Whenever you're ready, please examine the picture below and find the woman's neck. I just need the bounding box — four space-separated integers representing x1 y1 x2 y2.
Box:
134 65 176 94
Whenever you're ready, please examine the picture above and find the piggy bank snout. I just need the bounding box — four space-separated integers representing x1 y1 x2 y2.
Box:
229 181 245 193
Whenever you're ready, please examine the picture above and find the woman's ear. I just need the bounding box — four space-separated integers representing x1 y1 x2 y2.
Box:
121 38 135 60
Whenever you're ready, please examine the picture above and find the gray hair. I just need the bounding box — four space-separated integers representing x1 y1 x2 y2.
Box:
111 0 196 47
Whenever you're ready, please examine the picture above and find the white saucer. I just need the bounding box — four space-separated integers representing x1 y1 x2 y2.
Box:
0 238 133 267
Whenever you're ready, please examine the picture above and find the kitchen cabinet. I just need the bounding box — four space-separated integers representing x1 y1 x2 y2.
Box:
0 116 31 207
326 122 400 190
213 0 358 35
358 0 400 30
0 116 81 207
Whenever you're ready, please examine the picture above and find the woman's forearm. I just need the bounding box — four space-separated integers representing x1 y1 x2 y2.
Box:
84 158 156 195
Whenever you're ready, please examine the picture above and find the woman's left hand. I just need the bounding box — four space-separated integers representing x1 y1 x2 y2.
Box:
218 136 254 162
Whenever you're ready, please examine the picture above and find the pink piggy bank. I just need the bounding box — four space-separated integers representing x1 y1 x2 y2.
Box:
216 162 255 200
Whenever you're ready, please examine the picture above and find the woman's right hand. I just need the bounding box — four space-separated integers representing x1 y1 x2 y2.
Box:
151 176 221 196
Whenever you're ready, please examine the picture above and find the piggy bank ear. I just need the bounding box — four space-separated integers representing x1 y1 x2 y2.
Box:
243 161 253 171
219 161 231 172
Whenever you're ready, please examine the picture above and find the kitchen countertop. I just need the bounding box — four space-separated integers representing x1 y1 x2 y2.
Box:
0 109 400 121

-*-

Exercise directions: Please return, word for word and unchanged, the lines of the records from the one containing "find the pink" through the one containing "151 176 221 196", including both of those lines.

Correct output:
Whenever you're ready, please examine the picture above and find the pink piggy bank. I just need the bounding box — four space-separated integers representing x1 y1 x2 y2.
Box:
216 162 255 200
Whenever you're ready, please examine the picture above and find the woman's right hand. I just need the bounding box — four space-separated integers representing x1 y1 x2 y2.
Box:
151 176 221 196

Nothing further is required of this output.